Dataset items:
* Start *

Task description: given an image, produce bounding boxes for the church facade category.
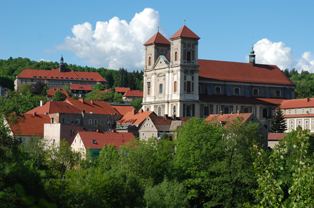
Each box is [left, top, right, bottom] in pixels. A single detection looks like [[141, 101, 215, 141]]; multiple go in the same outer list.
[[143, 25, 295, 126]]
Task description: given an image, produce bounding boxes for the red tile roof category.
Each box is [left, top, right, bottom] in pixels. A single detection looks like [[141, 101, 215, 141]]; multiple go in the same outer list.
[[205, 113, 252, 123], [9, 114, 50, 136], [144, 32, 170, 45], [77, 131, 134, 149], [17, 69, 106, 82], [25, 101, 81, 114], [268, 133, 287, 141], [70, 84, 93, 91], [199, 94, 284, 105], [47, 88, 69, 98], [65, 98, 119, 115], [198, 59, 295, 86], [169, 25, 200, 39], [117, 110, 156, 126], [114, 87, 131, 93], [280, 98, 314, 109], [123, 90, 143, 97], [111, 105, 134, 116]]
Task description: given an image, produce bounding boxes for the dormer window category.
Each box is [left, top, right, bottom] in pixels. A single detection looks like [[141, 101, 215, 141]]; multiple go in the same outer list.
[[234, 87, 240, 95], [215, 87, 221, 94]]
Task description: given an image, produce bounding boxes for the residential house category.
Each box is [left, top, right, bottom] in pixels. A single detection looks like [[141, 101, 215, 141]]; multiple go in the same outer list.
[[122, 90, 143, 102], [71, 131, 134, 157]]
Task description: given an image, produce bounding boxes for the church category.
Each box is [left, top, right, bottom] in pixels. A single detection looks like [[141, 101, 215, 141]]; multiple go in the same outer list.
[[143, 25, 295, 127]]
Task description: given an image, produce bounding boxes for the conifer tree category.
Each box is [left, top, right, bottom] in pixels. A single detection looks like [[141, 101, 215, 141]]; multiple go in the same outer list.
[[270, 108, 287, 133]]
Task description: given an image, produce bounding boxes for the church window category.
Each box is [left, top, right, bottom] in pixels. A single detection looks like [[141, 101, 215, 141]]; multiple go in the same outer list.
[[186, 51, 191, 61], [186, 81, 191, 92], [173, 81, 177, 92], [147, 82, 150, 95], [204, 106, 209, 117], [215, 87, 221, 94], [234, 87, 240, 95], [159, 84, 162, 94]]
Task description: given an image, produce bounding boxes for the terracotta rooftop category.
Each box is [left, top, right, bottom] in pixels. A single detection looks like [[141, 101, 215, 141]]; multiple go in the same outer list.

* End *

■ Work to complete
Recast the items above as a JSON list of strings, one string per line, with blank lines omitted. Leave the pictures out of the list.

■ Answer to the exercise
[
  "Task description: given an image, produce bounding boxes for the church facade category.",
  "Each box is [left, top, right, bottom] in pixels. A single detection looks like [[141, 101, 215, 141]]; multiple go in the same outer list.",
  "[[143, 25, 295, 126]]",
  "Task description: given an image, produce bounding boxes for the red tile roof category.",
  "Each box is [left, top, right, bottom] in pixels. A single detection looks like [[141, 101, 215, 141]]; multiple go in the same outer list.",
  "[[205, 113, 252, 123], [9, 114, 50, 136], [144, 32, 170, 45], [77, 131, 134, 149], [17, 69, 106, 82], [25, 101, 81, 114], [268, 133, 287, 141], [70, 84, 93, 91], [199, 94, 284, 105], [47, 88, 69, 98], [65, 98, 119, 115], [198, 59, 295, 86], [169, 25, 200, 39], [117, 110, 156, 126], [114, 87, 131, 93], [280, 98, 314, 109], [123, 90, 143, 97], [111, 105, 134, 116]]",
  "Task description: given an image, produce bounding boxes for the dormer window category.",
  "Each box is [left, top, right, bottom] in pixels. A single detection looks like [[141, 101, 215, 141]]; multiple go in the same outer list.",
  "[[234, 87, 240, 95], [215, 87, 221, 94]]",
  "Task description: given an image, produce bounding boxes for the residential house category.",
  "Each box is [left, top, right, bottom] in pixels. A single detection looks like [[141, 101, 215, 141]]; multiple go in the same outer list.",
  "[[122, 90, 143, 102], [71, 131, 134, 157]]",
  "Task description: given an image, produce bounding boxes for the church category.",
  "Each box is [left, top, right, bottom] in pixels. A single detection looks like [[141, 101, 215, 141]]; multiple go in the same outer list.",
  "[[143, 25, 295, 127]]",
  "Task description: given an image, produce bounding boxes for the conifer tree category.",
  "Each box is [left, top, right, bottom] in pixels. A single detection looks like [[141, 101, 215, 141]]; multiple go in the same outer list.",
  "[[270, 108, 287, 133]]",
  "Task description: given an image, produce bounding boxes for the church window category.",
  "Each box is [left, top, right, bottom] in pixels. A single detection looks like [[141, 101, 215, 141]]; multiple go in the same outer list.",
  "[[186, 51, 191, 61], [186, 81, 191, 92], [173, 81, 177, 92], [147, 82, 150, 95], [204, 106, 209, 117], [215, 87, 221, 94], [234, 87, 240, 95], [159, 84, 162, 94]]",
  "Task description: given an image, produce bounding boxes for the terracotta rooftop category.",
  "Each box is [left, top, right, bottom] in pixels. A single detection looks like [[141, 101, 215, 141]]; multiple go in the same outer list."
]